→ **The problem**
Write out again, exactly, the lines of the listing below from the first one through the one that contains "# test: pointer marks the crowd", and no other lines.

+++

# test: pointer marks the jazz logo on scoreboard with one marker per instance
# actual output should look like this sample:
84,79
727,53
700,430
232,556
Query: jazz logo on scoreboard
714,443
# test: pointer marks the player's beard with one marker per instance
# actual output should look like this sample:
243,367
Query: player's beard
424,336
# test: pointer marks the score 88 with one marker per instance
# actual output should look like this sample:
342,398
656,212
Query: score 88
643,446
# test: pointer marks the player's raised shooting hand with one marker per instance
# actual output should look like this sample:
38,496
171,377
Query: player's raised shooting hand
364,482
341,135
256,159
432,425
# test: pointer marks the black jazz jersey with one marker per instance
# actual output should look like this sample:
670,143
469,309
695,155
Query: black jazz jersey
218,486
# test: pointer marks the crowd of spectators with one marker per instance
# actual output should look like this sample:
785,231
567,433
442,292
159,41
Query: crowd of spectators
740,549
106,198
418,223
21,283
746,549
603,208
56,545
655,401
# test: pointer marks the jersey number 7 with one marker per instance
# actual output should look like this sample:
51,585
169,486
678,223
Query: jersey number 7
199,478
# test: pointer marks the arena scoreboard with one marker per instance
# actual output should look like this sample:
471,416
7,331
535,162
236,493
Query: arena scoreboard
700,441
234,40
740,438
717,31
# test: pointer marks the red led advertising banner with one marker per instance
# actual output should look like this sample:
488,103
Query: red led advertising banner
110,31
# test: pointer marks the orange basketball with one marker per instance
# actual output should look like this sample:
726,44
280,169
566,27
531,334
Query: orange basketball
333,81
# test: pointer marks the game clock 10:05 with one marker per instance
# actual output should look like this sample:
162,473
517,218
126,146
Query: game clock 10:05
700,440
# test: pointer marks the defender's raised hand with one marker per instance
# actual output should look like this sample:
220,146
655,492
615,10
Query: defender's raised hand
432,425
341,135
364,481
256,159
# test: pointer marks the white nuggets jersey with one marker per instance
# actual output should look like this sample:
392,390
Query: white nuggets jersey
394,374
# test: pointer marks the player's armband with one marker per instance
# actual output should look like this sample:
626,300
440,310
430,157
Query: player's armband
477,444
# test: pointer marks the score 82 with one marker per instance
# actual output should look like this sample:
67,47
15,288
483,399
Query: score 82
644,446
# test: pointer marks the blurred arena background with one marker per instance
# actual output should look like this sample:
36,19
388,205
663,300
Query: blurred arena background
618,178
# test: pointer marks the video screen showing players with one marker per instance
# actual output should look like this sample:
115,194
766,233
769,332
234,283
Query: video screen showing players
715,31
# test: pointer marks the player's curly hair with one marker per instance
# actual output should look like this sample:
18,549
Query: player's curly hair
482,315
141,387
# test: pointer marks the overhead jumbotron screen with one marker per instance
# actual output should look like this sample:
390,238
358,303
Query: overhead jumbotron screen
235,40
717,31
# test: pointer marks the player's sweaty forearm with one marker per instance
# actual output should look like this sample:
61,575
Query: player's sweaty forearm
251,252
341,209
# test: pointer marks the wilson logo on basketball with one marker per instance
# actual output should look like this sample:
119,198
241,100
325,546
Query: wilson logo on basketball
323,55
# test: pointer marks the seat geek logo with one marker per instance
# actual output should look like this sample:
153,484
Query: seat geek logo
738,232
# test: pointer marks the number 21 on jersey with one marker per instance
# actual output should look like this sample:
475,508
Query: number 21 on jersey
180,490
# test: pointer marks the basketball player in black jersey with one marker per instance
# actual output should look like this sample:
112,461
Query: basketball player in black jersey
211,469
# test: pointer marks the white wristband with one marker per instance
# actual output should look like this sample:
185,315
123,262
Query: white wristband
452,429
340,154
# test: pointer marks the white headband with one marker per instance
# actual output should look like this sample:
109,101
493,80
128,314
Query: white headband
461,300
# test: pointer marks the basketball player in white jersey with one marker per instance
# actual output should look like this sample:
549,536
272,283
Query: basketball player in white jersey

+++

→ **Response below**
# test: pointer marks the jazz logo on scoreboard with one marker per instance
# actual output should look like this sample:
84,79
727,53
700,430
232,556
Query: jazz logo on scoreboard
714,443
# test: pointer marks the player's beard with one marker per instance
# actual output should look like this sample:
243,367
Query: player's beard
424,336
# test: pointer marks the score 88 with one marker per instance
# actual output should look like this sample:
342,398
656,212
Query: score 88
643,446
# test: pointer marks the player's raised shooting hand with one marker per instance
# actual output should look like this sample:
38,496
171,377
Query: player's raised shooting hand
364,482
341,135
256,159
432,425
# test: pointer marks the black jazz jersey with one marker per instance
# actual output should look like this sample:
670,143
469,309
695,155
Query: black jazz jersey
218,486
# test: pointer marks the crowd of spectators with one marker per instance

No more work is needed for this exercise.